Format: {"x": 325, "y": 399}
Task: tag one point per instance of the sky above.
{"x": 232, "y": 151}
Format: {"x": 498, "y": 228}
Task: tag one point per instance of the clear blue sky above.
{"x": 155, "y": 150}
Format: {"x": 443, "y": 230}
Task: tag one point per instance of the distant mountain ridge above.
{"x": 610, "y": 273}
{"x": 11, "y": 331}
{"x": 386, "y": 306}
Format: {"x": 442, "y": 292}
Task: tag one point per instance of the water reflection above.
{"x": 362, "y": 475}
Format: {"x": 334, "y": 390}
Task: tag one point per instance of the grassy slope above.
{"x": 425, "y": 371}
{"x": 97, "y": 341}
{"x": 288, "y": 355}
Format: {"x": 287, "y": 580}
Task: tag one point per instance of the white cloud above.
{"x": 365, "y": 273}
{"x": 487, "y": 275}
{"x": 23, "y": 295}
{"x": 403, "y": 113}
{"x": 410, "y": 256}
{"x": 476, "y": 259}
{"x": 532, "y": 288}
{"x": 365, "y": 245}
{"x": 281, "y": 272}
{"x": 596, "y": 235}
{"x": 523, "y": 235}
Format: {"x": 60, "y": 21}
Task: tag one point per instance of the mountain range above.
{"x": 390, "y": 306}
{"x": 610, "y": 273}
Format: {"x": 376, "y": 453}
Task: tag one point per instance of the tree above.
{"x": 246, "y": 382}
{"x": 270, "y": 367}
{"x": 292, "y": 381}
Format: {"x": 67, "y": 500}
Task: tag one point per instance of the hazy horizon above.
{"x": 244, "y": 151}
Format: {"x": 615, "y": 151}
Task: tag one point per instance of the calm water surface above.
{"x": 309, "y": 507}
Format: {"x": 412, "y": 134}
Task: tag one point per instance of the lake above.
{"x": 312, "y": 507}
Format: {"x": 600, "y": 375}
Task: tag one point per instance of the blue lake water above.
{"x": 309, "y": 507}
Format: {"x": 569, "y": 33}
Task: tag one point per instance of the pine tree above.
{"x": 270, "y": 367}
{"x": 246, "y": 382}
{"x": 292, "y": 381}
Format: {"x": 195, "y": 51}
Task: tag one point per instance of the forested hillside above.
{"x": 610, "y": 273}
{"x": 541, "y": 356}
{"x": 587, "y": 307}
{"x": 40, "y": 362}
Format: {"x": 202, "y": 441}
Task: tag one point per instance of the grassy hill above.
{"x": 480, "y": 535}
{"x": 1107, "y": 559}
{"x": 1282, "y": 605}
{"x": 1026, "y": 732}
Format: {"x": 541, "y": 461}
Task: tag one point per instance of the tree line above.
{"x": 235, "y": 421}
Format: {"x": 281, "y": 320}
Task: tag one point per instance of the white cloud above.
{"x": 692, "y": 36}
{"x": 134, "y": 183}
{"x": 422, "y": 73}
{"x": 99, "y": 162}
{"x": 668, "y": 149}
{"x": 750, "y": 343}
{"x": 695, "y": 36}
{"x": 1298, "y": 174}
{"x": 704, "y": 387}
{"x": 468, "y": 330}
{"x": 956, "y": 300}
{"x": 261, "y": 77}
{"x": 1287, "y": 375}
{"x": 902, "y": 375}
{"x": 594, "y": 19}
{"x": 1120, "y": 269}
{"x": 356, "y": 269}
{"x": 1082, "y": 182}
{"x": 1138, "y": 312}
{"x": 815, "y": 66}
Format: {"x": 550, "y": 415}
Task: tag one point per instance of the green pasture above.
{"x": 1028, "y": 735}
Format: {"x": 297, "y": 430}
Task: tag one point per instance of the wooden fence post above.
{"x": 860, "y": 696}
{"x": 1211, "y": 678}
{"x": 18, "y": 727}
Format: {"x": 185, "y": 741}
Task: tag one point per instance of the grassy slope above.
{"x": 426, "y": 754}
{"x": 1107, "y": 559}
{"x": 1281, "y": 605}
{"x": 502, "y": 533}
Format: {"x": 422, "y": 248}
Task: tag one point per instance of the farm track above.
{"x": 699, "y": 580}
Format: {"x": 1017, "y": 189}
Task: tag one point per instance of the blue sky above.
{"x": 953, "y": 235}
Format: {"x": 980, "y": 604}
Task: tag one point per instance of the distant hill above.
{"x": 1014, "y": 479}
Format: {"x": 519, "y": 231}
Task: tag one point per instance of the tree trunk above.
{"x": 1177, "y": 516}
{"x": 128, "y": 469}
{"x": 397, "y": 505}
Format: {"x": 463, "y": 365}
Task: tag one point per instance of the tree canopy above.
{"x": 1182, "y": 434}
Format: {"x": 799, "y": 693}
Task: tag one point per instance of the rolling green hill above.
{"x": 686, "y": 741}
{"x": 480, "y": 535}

- **What to produce**
When you reach the end of the data, retype all of it exactly.

- **Written solution**
Format: {"x": 325, "y": 399}
Task: tag one point per instance of the sky above.
{"x": 232, "y": 151}
Format: {"x": 498, "y": 228}
Task: tag one point per instance of the clear blue sky above.
{"x": 155, "y": 150}
Format: {"x": 443, "y": 230}
Task: tag one point per instance of the distant mountain ridge above.
{"x": 610, "y": 273}
{"x": 11, "y": 331}
{"x": 386, "y": 306}
Format: {"x": 442, "y": 292}
Task: tag one point per instance of the water reflection above.
{"x": 362, "y": 475}
Format: {"x": 334, "y": 390}
Task: tag one point per instance of the grassy slope above.
{"x": 425, "y": 371}
{"x": 97, "y": 341}
{"x": 288, "y": 355}
Format: {"x": 287, "y": 580}
Task: tag one point per instance of the white cloud above.
{"x": 365, "y": 273}
{"x": 487, "y": 275}
{"x": 23, "y": 295}
{"x": 403, "y": 113}
{"x": 410, "y": 256}
{"x": 476, "y": 259}
{"x": 532, "y": 288}
{"x": 365, "y": 245}
{"x": 281, "y": 272}
{"x": 596, "y": 235}
{"x": 523, "y": 235}
Format: {"x": 60, "y": 21}
Task: tag one point per instance of the mountain range above.
{"x": 390, "y": 306}
{"x": 610, "y": 273}
Format: {"x": 376, "y": 453}
Task: tag one point per instance of the tree above.
{"x": 246, "y": 382}
{"x": 270, "y": 367}
{"x": 292, "y": 381}
Format: {"x": 67, "y": 500}
Task: tag one point per instance of the hazy horizon above.
{"x": 244, "y": 151}
Format: {"x": 615, "y": 151}
Task: tag one point per instance of the calm water surface above.
{"x": 309, "y": 507}
Format: {"x": 412, "y": 134}
Task: tag one point per instance of the lake above.
{"x": 312, "y": 507}
Format: {"x": 600, "y": 375}
Task: tag one point per instance of the blue lake water above.
{"x": 309, "y": 507}
Format: {"x": 569, "y": 33}
Task: tag one point per instance of the pine tree above.
{"x": 270, "y": 367}
{"x": 246, "y": 382}
{"x": 292, "y": 381}
Format: {"x": 195, "y": 51}
Task: tag one point per instance of the forested hillside above.
{"x": 610, "y": 273}
{"x": 541, "y": 356}
{"x": 587, "y": 307}
{"x": 40, "y": 362}
Format: {"x": 202, "y": 441}
Task: tag one point per instance of the grassy hill above.
{"x": 480, "y": 535}
{"x": 1107, "y": 559}
{"x": 1282, "y": 605}
{"x": 1026, "y": 732}
Format: {"x": 541, "y": 461}
Task: tag one point per instance of the tree line above.
{"x": 235, "y": 421}
Format: {"x": 281, "y": 320}
Task: tag one point per instance of the white cloud above.
{"x": 692, "y": 36}
{"x": 134, "y": 183}
{"x": 422, "y": 73}
{"x": 99, "y": 162}
{"x": 668, "y": 149}
{"x": 750, "y": 343}
{"x": 695, "y": 36}
{"x": 1298, "y": 174}
{"x": 704, "y": 387}
{"x": 468, "y": 330}
{"x": 956, "y": 300}
{"x": 261, "y": 77}
{"x": 1287, "y": 375}
{"x": 902, "y": 375}
{"x": 594, "y": 19}
{"x": 1120, "y": 269}
{"x": 356, "y": 269}
{"x": 1082, "y": 182}
{"x": 1138, "y": 312}
{"x": 815, "y": 66}
Format: {"x": 550, "y": 415}
Task: tag one point per instance of the green pasture above.
{"x": 1028, "y": 735}
Format: {"x": 297, "y": 430}
Task: tag one point per instance of the wooden fence post above.
{"x": 860, "y": 696}
{"x": 1211, "y": 678}
{"x": 18, "y": 727}
Format: {"x": 185, "y": 741}
Task: tag one point per instance of the grassy slope above.
{"x": 426, "y": 754}
{"x": 1107, "y": 559}
{"x": 1281, "y": 605}
{"x": 502, "y": 533}
Format: {"x": 422, "y": 248}
Task: tag one point per instance of the farm track above.
{"x": 699, "y": 580}
Format: {"x": 1017, "y": 189}
Task: tag one point per instance of the blue sky above.
{"x": 953, "y": 235}
Format: {"x": 980, "y": 604}
Task: tag one point per instance of the distant hill above.
{"x": 1014, "y": 479}
Format: {"x": 519, "y": 231}
Task: tag one point per instance of the tree trunk above.
{"x": 1177, "y": 516}
{"x": 128, "y": 469}
{"x": 397, "y": 505}
Format: {"x": 463, "y": 365}
Task: tag one point per instance of the tree canopy above.
{"x": 1182, "y": 434}
Format: {"x": 799, "y": 693}
Task: tag one point per instance of the rolling green hill above.
{"x": 686, "y": 741}
{"x": 480, "y": 535}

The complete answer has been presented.